* ABOUT THIS TASK *
Starting at the line that contains "Please annotate the rear wheel", restate every line word for word through the end of the entries.

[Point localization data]

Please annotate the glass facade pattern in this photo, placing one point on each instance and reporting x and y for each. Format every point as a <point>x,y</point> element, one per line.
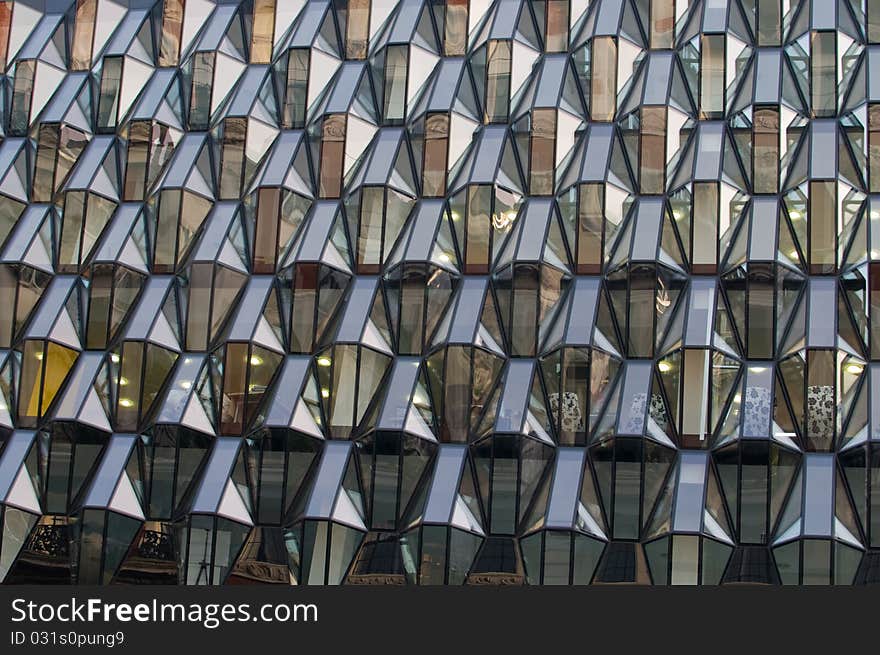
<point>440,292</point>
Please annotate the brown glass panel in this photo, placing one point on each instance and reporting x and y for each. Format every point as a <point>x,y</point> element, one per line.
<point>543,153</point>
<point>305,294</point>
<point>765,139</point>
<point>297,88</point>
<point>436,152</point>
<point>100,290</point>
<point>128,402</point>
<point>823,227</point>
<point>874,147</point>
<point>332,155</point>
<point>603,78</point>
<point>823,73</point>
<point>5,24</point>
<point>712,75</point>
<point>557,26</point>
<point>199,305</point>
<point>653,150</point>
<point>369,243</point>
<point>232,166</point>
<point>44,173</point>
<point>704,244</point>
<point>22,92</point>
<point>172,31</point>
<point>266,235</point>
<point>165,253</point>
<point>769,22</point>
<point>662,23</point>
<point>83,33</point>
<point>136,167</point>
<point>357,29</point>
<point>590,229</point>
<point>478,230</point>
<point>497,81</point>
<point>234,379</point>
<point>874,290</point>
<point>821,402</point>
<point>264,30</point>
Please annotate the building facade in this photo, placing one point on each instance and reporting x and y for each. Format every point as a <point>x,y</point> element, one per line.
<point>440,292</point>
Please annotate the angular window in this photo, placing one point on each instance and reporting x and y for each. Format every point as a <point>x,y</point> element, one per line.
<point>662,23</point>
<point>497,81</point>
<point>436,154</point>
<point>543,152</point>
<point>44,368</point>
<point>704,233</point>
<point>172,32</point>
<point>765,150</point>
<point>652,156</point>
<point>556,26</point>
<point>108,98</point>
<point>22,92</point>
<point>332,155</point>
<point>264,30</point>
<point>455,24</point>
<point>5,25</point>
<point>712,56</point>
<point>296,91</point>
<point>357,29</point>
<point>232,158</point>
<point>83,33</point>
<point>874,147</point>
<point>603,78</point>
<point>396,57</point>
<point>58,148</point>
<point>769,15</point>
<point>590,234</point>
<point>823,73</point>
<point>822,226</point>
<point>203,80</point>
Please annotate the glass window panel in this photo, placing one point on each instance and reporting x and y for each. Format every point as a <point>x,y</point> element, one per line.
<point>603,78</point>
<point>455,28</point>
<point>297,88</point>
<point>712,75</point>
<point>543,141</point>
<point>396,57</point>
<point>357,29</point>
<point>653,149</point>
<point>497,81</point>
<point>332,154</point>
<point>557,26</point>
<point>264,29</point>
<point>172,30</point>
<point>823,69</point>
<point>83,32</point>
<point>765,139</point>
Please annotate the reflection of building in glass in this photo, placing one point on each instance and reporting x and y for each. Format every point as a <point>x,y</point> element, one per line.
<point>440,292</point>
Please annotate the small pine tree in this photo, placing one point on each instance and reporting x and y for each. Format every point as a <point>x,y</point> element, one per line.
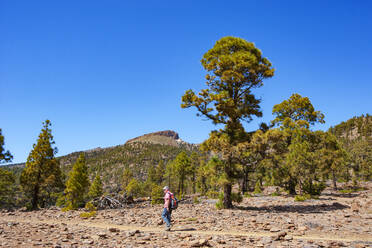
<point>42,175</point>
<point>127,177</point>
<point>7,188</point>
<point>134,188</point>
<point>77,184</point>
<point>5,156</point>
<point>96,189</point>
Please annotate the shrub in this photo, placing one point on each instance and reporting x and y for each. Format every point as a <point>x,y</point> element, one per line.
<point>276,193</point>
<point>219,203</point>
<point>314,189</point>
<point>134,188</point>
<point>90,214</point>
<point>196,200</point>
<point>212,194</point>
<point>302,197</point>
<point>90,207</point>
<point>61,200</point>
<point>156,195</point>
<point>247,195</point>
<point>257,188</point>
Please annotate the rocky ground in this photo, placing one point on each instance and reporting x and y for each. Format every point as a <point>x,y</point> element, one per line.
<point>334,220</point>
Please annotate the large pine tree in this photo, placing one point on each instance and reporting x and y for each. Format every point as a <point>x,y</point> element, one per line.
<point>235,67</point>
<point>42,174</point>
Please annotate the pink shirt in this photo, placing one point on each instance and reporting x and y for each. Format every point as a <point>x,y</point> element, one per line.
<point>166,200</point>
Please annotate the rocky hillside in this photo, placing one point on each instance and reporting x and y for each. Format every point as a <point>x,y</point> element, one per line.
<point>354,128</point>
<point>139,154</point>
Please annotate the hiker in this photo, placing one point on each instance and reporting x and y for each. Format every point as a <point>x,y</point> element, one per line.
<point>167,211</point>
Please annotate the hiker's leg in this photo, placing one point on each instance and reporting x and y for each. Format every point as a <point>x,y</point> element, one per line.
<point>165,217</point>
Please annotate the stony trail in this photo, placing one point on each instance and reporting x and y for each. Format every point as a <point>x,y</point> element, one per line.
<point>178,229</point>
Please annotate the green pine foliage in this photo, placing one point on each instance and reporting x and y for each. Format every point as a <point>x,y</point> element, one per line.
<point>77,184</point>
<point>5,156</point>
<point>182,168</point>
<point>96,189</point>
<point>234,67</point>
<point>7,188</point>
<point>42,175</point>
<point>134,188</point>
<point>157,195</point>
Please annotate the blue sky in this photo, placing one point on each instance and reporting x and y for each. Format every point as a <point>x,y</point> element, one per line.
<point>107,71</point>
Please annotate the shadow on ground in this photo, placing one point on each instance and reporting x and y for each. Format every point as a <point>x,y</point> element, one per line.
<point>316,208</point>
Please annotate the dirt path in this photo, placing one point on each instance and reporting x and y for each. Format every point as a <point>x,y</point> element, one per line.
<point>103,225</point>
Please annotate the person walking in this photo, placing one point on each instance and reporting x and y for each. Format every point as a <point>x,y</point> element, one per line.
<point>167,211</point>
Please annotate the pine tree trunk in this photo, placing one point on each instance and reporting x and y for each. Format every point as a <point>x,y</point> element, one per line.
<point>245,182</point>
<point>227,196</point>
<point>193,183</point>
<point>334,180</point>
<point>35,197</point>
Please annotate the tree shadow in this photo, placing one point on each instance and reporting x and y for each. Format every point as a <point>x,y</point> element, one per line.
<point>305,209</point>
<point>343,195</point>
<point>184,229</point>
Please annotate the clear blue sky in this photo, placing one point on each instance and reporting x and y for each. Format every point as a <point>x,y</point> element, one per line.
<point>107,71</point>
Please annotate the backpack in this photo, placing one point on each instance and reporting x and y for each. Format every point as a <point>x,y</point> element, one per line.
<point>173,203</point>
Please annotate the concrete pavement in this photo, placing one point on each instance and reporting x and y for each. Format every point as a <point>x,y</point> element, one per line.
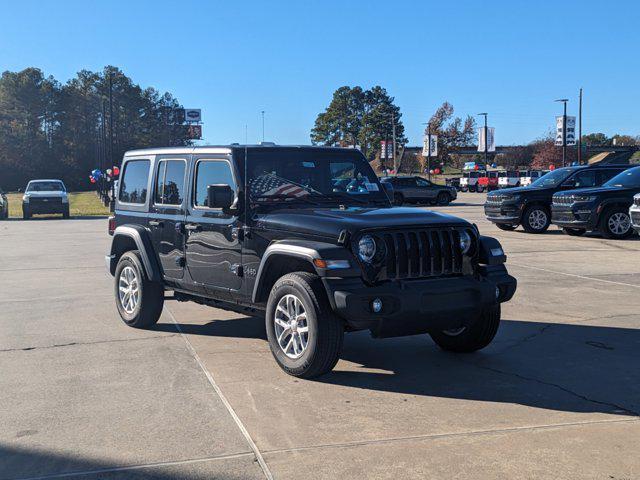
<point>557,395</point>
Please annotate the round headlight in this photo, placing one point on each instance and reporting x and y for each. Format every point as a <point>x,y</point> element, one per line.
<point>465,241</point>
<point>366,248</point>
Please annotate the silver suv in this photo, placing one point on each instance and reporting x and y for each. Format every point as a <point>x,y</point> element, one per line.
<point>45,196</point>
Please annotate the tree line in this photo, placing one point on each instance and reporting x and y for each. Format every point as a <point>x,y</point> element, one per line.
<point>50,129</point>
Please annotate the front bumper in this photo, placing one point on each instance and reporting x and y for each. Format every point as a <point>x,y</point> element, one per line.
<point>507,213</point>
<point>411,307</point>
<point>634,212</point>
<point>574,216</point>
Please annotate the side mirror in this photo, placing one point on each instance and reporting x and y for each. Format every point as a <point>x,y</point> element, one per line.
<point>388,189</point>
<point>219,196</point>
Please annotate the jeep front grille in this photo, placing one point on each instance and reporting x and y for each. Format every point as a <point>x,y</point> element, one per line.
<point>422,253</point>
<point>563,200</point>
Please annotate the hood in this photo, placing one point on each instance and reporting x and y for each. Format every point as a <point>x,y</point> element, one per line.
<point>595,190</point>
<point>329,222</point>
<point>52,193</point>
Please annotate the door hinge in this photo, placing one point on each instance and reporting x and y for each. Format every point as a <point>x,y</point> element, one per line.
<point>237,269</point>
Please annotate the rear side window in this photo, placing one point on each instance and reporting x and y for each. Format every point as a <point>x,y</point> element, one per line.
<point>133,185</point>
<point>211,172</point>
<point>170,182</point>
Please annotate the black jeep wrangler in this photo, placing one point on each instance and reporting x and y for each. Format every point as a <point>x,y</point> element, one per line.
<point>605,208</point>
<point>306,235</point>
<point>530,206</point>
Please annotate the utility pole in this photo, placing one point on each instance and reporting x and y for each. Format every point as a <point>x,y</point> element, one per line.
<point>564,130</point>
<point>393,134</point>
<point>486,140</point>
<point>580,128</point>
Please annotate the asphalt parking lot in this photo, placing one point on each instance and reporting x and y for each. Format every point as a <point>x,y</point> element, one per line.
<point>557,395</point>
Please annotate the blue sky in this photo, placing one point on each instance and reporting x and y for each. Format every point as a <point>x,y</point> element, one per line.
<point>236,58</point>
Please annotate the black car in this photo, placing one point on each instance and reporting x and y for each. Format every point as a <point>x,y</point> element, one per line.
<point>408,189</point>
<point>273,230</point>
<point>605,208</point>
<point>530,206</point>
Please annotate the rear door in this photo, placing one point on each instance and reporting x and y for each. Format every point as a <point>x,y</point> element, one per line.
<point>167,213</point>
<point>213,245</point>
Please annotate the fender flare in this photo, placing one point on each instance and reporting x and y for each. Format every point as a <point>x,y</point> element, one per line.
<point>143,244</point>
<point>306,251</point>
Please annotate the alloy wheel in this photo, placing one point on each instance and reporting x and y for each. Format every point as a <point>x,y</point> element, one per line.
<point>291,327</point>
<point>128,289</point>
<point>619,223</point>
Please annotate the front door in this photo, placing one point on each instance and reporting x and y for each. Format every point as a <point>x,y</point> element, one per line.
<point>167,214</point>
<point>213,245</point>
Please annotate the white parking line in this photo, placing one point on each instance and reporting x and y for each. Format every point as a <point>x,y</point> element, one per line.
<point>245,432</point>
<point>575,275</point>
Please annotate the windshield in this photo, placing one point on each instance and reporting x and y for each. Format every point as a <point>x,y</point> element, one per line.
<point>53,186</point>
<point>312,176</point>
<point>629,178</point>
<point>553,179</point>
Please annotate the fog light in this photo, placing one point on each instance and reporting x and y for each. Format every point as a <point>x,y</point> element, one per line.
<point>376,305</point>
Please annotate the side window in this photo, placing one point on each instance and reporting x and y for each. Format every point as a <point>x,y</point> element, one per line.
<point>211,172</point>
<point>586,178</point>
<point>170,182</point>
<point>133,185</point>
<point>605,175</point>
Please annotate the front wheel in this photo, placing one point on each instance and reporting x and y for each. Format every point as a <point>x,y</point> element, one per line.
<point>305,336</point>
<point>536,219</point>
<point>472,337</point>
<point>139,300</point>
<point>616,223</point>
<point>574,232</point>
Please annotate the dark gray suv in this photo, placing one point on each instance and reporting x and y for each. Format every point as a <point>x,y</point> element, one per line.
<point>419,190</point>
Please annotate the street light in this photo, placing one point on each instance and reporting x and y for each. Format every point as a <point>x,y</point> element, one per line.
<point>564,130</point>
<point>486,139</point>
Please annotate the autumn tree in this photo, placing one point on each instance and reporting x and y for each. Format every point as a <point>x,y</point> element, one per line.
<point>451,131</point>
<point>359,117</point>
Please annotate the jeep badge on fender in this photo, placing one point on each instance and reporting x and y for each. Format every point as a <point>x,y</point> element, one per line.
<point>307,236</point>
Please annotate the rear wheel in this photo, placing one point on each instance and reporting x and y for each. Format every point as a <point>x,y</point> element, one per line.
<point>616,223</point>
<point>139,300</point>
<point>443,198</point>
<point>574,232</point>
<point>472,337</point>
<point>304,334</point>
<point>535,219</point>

* EXERCISE RESULT *
Please annotate the rear wheel in this photo, placing one point on each instance and reporting x and y for each. Format every point as a <point>x,y</point> element, one per line.
<point>616,223</point>
<point>139,300</point>
<point>443,198</point>
<point>574,232</point>
<point>472,337</point>
<point>304,334</point>
<point>535,219</point>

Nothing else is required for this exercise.